:: Exercise materials ::
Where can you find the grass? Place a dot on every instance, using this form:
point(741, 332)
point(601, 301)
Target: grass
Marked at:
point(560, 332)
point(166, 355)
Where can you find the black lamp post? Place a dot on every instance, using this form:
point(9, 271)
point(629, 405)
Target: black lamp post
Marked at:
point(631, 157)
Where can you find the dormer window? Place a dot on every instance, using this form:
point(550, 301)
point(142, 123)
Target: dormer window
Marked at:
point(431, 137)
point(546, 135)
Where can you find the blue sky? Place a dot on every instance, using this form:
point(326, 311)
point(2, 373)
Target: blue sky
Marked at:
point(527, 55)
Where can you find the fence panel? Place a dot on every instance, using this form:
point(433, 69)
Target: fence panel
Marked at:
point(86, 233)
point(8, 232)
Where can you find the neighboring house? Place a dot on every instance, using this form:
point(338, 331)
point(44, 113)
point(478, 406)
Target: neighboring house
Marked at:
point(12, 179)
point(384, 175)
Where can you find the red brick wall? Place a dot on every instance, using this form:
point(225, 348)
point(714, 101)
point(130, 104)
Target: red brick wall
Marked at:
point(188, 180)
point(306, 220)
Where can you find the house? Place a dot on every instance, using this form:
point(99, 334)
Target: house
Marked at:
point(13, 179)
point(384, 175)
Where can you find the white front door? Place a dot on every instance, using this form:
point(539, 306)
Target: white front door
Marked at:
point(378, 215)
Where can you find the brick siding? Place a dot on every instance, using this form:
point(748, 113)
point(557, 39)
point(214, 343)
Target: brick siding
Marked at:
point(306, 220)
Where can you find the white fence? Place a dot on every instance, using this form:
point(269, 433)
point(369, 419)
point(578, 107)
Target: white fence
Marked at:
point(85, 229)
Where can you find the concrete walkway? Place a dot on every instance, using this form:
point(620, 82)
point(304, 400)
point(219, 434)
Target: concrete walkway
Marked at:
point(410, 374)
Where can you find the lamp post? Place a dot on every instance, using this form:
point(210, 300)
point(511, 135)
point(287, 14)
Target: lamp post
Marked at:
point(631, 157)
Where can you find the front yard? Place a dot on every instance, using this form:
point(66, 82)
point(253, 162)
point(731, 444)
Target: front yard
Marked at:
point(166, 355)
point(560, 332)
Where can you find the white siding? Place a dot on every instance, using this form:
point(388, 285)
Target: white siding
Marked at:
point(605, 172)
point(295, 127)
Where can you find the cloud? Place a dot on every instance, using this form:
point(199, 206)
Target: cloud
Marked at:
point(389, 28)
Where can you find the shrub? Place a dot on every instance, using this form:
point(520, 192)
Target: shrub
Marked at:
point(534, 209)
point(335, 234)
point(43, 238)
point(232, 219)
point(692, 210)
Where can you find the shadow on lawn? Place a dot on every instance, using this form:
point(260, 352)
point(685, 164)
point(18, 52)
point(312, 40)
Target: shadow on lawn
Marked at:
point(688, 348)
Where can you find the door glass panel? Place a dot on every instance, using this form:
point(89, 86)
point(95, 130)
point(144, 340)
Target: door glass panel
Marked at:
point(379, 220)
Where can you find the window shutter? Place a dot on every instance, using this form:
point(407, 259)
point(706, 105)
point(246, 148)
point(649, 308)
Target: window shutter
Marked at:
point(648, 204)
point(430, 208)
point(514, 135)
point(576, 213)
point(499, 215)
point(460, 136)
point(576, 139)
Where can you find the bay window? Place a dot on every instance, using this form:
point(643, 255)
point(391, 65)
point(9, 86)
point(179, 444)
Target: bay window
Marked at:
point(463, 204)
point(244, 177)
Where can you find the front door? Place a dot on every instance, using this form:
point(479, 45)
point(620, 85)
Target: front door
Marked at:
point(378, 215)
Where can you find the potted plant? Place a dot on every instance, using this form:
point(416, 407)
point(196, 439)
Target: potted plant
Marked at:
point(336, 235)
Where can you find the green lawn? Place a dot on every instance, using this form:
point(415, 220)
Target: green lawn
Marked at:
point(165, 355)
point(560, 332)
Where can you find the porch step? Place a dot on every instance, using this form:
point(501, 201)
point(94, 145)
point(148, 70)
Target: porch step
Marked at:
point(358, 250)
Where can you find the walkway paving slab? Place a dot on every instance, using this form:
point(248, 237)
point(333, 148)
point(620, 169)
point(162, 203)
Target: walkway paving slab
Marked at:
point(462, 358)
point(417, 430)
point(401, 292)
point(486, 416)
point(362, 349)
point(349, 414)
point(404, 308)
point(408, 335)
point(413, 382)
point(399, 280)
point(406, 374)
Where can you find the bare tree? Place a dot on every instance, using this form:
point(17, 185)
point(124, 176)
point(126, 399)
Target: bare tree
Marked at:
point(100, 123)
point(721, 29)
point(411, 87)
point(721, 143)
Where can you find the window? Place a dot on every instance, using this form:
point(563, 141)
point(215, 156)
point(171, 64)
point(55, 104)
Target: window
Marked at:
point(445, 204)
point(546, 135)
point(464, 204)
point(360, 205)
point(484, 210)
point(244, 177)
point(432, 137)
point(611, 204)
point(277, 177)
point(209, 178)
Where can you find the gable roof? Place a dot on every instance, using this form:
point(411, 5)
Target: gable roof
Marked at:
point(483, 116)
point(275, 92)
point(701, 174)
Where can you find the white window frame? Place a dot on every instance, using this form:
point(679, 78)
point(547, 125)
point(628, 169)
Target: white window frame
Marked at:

:: Written task ::
Copy all of the material above again, line for line, without changing anything.

:: Written answer ::
Where can you find the grass? Place a dot on every instance, using this form:
point(741, 332)
point(601, 301)
Target: grass
Marked at:
point(560, 332)
point(166, 355)
Where can you find the black lamp post? Place a dot on every instance, using this form:
point(9, 271)
point(629, 405)
Target: black lamp post
Marked at:
point(631, 157)
Where can you find the dormer window? Place a dot on every instance, using this form:
point(550, 301)
point(142, 123)
Target: dormer window
Marked at:
point(431, 137)
point(546, 135)
Where can you find the blue sky? Place a dot on every instance, using this form:
point(326, 311)
point(2, 373)
Target: blue sky
Marked at:
point(527, 55)
Where can you find the fence panel? Place a dot on every instance, using this form:
point(433, 69)
Target: fence panel
Marked at:
point(86, 233)
point(8, 232)
Where can you find the neighboring house? Place a dot on every instance, using this form:
point(338, 331)
point(44, 113)
point(478, 406)
Target: neighboring house
Marked at:
point(12, 179)
point(384, 175)
Where can you find the red brick wall? Place a dot on every instance, using this form:
point(225, 348)
point(714, 101)
point(130, 104)
Target: red brick wall
Marked at:
point(188, 180)
point(306, 220)
Where can you find the house? Place a dot on every instance, using this form:
point(99, 334)
Target: house
Marked at:
point(13, 179)
point(384, 175)
Where can you find the white front door? Place a dot on every instance, using this form:
point(539, 306)
Target: white front door
Marked at:
point(378, 215)
Where can you find the brick siding? Place a dot on every instance, using this form:
point(748, 113)
point(557, 39)
point(214, 343)
Target: brick siding
Marked at:
point(306, 220)
Where can you find the white fence? Place a dot on every instance, using this form:
point(269, 433)
point(369, 419)
point(578, 107)
Target: white fence
Marked at:
point(85, 229)
Where can you find the concrete walkway? Place a dot on every instance, using this form:
point(620, 82)
point(304, 400)
point(219, 434)
Target: concrete walkway
Marked at:
point(410, 374)
Where can you find the lamp post? Place a dot on every instance, using this form:
point(210, 300)
point(511, 135)
point(287, 14)
Target: lamp post
Marked at:
point(631, 157)
Where can you find the front yard? Place a dot on every instance, using this form:
point(66, 82)
point(253, 162)
point(731, 444)
Target: front yard
Marked at:
point(166, 355)
point(560, 332)
Where can you find the white siding? Place a dot on every instance, using this form:
point(388, 285)
Target: white siding
Marked at:
point(605, 172)
point(295, 127)
Where can you find the cloud? Place a dot on every instance, using this form:
point(199, 206)
Target: cloud
Marked at:
point(389, 28)
Where can you find the shrub? Place a dot on every instance, using this form:
point(520, 192)
Target: shrub
Marked at:
point(534, 209)
point(335, 234)
point(43, 238)
point(232, 219)
point(692, 210)
Where can you find the shadow on lawn? Place a dot on every instance, using this form:
point(260, 352)
point(685, 164)
point(18, 52)
point(312, 40)
Target: shadow on lawn
Marked at:
point(688, 348)
Where can you find the door glass panel? Place a dot on every instance, using this form:
point(89, 86)
point(95, 130)
point(144, 340)
Target: door glass panel
Marked at:
point(379, 220)
Where can you find the window shutter? Place a dot on every instance, using this form:
point(407, 259)
point(706, 105)
point(246, 148)
point(649, 308)
Target: window shutter
Marked at:
point(648, 204)
point(430, 208)
point(514, 135)
point(576, 213)
point(499, 215)
point(460, 136)
point(576, 139)
Where can you find the bay window? Place a dot on every instance, using this form:
point(643, 255)
point(391, 65)
point(9, 86)
point(179, 444)
Target: bay window
Marked at:
point(463, 204)
point(244, 177)
Where can you find the front door? Place a dot on every instance, using this form:
point(479, 45)
point(620, 85)
Target: front door
Marked at:
point(378, 215)
Where can you find the potted plant? Place a dot on every instance, using this form:
point(416, 407)
point(196, 439)
Target: potted plant
Marked at:
point(336, 235)
Where can you find the green lawn? Place a dot on every instance, using this form:
point(415, 220)
Target: green lawn
Marked at:
point(165, 355)
point(560, 332)
Where can you find the porch step? Place a dot on every instance, using this form:
point(501, 201)
point(94, 145)
point(148, 70)
Target: porch step
Marked at:
point(358, 250)
Where can you find the walkway paving slab? Place a dot on every instance, using this form:
point(248, 237)
point(333, 148)
point(620, 169)
point(162, 203)
Target: walkway paving slab
Marked at:
point(462, 358)
point(417, 430)
point(401, 292)
point(486, 416)
point(362, 349)
point(349, 414)
point(404, 308)
point(408, 335)
point(413, 382)
point(399, 280)
point(406, 374)
Where can you find the bare tree? Place a dot on every instance, using this form:
point(17, 185)
point(124, 176)
point(126, 399)
Target: bare tree
Marked at:
point(100, 123)
point(721, 29)
point(411, 87)
point(721, 143)
Where can you find the window? Place a dot on every instance, using this form:
point(563, 141)
point(215, 156)
point(171, 64)
point(55, 104)
Target: window
Marked at:
point(445, 204)
point(546, 135)
point(464, 204)
point(360, 205)
point(484, 210)
point(244, 177)
point(432, 137)
point(611, 204)
point(277, 177)
point(209, 178)
Where can you find the gable roof? Place a dot on every instance, using this form:
point(411, 5)
Target: gable roof
Marked at:
point(483, 116)
point(275, 92)
point(701, 174)
Where can you find the white window frame? Place a dot on every instance, using this form:
point(679, 78)
point(547, 125)
point(628, 169)
Target: white window frame
Marked at:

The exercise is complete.